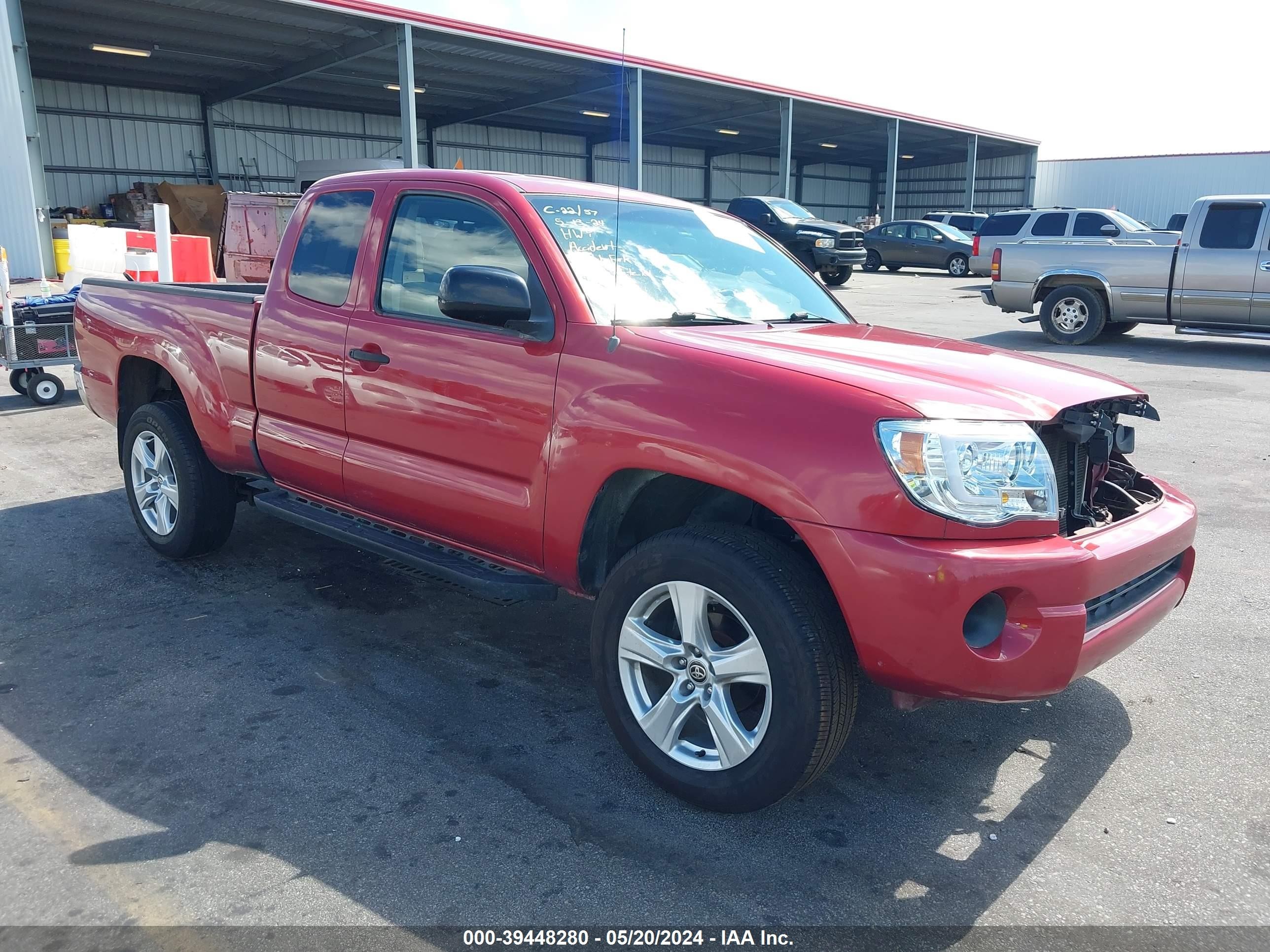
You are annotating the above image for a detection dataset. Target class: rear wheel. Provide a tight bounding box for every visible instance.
[1040,284,1107,345]
[591,525,858,813]
[27,372,66,406]
[123,401,238,558]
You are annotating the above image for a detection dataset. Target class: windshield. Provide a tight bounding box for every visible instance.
[765,198,815,221]
[1107,211,1151,231]
[526,196,851,324]
[926,221,974,244]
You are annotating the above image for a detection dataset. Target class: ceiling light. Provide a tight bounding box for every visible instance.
[93,43,150,56]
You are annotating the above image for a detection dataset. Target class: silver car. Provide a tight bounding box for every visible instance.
[864,221,972,278]
[970,208,1180,278]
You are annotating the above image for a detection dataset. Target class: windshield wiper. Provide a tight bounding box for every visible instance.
[785,317,833,324]
[666,311,767,326]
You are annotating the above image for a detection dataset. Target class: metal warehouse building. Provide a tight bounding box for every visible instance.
[1036,152,1270,225]
[0,0,1038,275]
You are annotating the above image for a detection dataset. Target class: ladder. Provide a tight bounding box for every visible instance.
[189,148,214,185]
[239,156,264,192]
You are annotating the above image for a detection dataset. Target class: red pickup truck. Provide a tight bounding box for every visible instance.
[75,170,1195,811]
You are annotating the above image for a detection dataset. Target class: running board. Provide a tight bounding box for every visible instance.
[254,489,558,604]
[1173,325,1270,340]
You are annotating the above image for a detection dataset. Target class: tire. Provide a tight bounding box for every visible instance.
[820,264,855,288]
[1040,284,1107,346]
[1102,321,1138,338]
[27,372,66,406]
[123,401,238,558]
[591,524,858,813]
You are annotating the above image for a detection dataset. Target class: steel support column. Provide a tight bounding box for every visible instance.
[397,23,419,169]
[777,98,794,198]
[5,0,57,278]
[963,135,979,212]
[626,68,644,190]
[882,119,899,221]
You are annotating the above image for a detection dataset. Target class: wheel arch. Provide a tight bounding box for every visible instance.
[577,469,819,595]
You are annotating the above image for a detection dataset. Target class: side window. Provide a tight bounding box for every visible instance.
[1199,203,1264,247]
[379,194,545,320]
[287,192,375,307]
[979,212,1031,238]
[1032,212,1067,238]
[1072,212,1119,238]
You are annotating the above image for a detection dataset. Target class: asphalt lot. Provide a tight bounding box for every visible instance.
[0,271,1270,928]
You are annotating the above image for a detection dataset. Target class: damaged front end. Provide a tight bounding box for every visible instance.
[1036,397,1164,536]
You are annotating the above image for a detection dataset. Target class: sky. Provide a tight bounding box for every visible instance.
[398,0,1270,159]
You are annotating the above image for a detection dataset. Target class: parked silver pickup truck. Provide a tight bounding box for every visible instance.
[982,196,1270,344]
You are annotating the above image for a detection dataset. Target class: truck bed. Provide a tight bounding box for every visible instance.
[75,278,265,472]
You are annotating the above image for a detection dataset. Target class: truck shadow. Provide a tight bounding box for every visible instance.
[0,491,1133,948]
[966,325,1270,371]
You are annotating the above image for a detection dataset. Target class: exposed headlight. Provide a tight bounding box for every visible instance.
[878,420,1058,525]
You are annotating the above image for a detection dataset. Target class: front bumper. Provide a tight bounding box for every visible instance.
[811,247,866,271]
[796,480,1195,701]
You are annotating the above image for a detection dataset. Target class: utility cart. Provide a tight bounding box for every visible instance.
[0,296,79,406]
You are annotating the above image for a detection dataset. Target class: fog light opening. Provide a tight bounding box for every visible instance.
[961,591,1006,647]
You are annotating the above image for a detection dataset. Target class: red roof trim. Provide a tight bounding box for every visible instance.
[292,0,1040,146]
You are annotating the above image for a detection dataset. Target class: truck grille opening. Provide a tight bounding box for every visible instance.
[1085,553,1184,631]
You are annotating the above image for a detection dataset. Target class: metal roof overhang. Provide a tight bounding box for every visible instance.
[23,0,1036,169]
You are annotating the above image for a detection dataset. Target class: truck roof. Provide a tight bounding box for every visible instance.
[308,169,699,208]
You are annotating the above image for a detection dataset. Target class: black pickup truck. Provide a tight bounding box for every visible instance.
[728,196,865,286]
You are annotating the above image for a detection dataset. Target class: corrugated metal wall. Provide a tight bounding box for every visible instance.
[1036,152,1270,225]
[878,155,1027,218]
[35,80,426,207]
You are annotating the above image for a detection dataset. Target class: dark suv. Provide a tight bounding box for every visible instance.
[728,196,865,284]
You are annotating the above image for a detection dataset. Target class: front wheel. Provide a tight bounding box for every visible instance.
[591,525,858,813]
[1040,284,1107,345]
[820,264,853,288]
[123,401,238,558]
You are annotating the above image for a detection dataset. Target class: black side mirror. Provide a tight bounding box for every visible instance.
[437,264,531,328]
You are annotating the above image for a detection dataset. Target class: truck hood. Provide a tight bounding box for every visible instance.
[637,324,1146,421]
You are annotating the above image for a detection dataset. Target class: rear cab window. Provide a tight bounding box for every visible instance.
[1199,202,1265,249]
[287,189,375,307]
[979,212,1031,238]
[1031,212,1067,238]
########################################
▶ [Exercise prompt] Can you turn the material above into a numbered list with one line per item, skipping any blank lines and leaving out the picture?

▶ [Correct result]
1. You are annotating the above image for a detection dataset. Target class: rear wheel. Provide a tight bounding box for every visible instance.
2. [1040,284,1107,345]
3. [591,525,858,813]
4. [27,372,66,406]
5. [123,401,238,558]
6. You are annotating the above image for a detection dataset. Target class: windshield. Provide a tight bounding box for every visible instance.
7. [765,198,815,221]
8. [1107,211,1151,231]
9. [526,196,851,324]
10. [926,221,974,244]
11. You are annotating the above image for a detection dataset. Target class: ceiling light. Provide a tight bounding box for every visible instance.
12. [93,43,150,56]
13. You are annotating the above image for a detection dataset. Target class: silver car. Provide a tight bounding box for every visible instance.
14. [864,221,972,278]
15. [970,208,1180,278]
16. You are annotating the above image for a detection dataset. Target class: windshield wiper. Provide a tight bounding box for every visible instance.
17. [785,317,833,324]
18. [666,311,767,326]
19. You are annotating the above image for a detection dataset. Target class: metal warehouse building. Provide a tight bounding box for every visible instance.
20. [1036,152,1270,225]
21. [0,0,1038,275]
22. You are annotating the above image for a detection dataset. Target class: ladder. Provide a tight bounding box for every visible instance.
23. [189,148,214,185]
24. [239,156,264,192]
25. You are annotating the above image for a detection dataset. Target class: red pickup truck. Provide a tight bounding box for every visible instance.
26. [75,170,1195,811]
27. You are annotating the above image for a detection dataset. Target class: running board. Provide a tight bounding box for every visible instance.
28. [254,489,558,604]
29. [1173,325,1270,340]
30. You are annotating the above image for a detection dataset. Target class: tire. Provide a tight bounding box for every visible instance.
31. [820,264,855,288]
32. [1040,284,1107,346]
33. [1102,321,1138,338]
34. [27,372,66,406]
35. [123,401,238,558]
36. [591,524,858,813]
37. You are annotating the above image for a detection dataset. Target class: steel support column. Provide a tight bounding box for every visible instance.
38. [397,23,419,169]
39. [777,98,794,198]
40. [5,0,57,278]
41. [963,135,979,212]
42. [626,68,644,190]
43. [882,119,899,221]
44. You are annotating the above image for a detection dataset. Target class: wheel arch. Provide a tight bounding box for every visible instance.
45. [577,469,819,595]
46. You are annotating the above image for a detection dataset. Target class: side window. Provide a tight bounding box for every visible instance.
47. [1199,203,1264,247]
48. [379,194,545,320]
49. [287,192,375,307]
50. [979,212,1031,238]
51. [1032,212,1067,238]
52. [1072,212,1119,238]
53. You are annotating the above image for a detection dataset. Target class: asphalt lot. Provide a tight bounding box for every visible instance.
54. [0,271,1270,928]
55. You are annotating the above image for a detection dataset. Target class: damaged front end. Provide a tight bounding box for every visible instance.
56. [1036,397,1164,536]
57. You are annotating the above image for a detection dataset. Target class: sky. Provide a tight bounding box for every visible instance.
58. [398,0,1270,159]
59. You are annotating the above image for a detection dataset. Target class: parked silver pickup truck. Provide a tight bounding box for every visible instance.
60. [982,196,1270,344]
61. You are annotating the above image for a detection dataset. Target class: truck bed. Provide a tight bounding box for every visible instance.
62. [75,278,265,472]
63. You are annotating the above image for a detection dataset. Target class: truck shadow. Provide a tight bounding box for every visible instance.
64. [0,491,1133,948]
65. [966,325,1270,371]
66. You are annotating the above image for a detection dataset. Target class: exposed headlight. Provide a tight bounding box for every visible instance.
67. [878,420,1058,525]
68. You are annotating the above image for a detection dataset. Target class: front bumper. Provide a tight bounding box for every visible instance.
69. [811,247,866,271]
70. [796,480,1195,701]
71. You are annotating the above image for a detection dataset. Target class: utility cart. Provide a tight bounding box for every visible instance.
72. [0,296,79,406]
73. You are annotating the above image for a detection dataset. Target class: fog light opening. Provide a tight bounding box for every visible instance.
74. [961,591,1006,647]
75. You are annotating the above image for a detection dataset. Target class: red roof trim. Provide a tight bounding box for every visible instance.
76. [292,0,1040,146]
77. You are annotating the above image for a detection dataset. Target class: truck grille opening. Provide a tight bounding box for every visible instance.
78. [1085,553,1184,631]
79. You are annotating the above image for a detection dataset. Target class: metal roof overhang. Provide a tight bounding box for every visible instance.
80. [23,0,1036,169]
81. You are annotating the above image for a detection dataset. Target class: truck roof. Provide a tight bounding box for every visible instance.
82. [308,169,699,208]
83. You are annotating the above image for a detection dataset. Target class: black pickup truck. Provide a tight bounding box for every visible instance.
84. [728,196,865,286]
85. You are annotating the above image for a detection dataset. Target class: corrugated metal wall. Provide a tight bounding box for every visible instance.
86. [1036,152,1270,225]
87. [878,155,1027,218]
88. [35,80,426,207]
89. You are annotating the above image for a detection dataset. Target class: dark suv. Provide a tight bounding box for every visible instance.
90. [728,196,865,284]
91. You are annotating the above image for a detection dataset. Target class: front wheel. Provide a tight bounding box for every visible instance.
92. [591,525,858,813]
93. [1040,284,1107,345]
94. [820,264,853,288]
95. [123,401,238,558]
96. You are annotating the above image for a detection dataset. Target class: black side mirror. Provide a tight bounding box for every visible instance.
97. [437,264,531,328]
98. You are annotating the above image for a detection dataset. Target class: truck hood. Provide a tight bounding box for every visible instance.
99. [637,324,1146,421]
100. You are annotating the above image for a detection dataset. Target class: rear cab window. Provide a tight bounding box for every visible instance.
101. [1199,202,1265,249]
102. [287,189,375,307]
103. [979,212,1031,238]
104. [1031,212,1067,238]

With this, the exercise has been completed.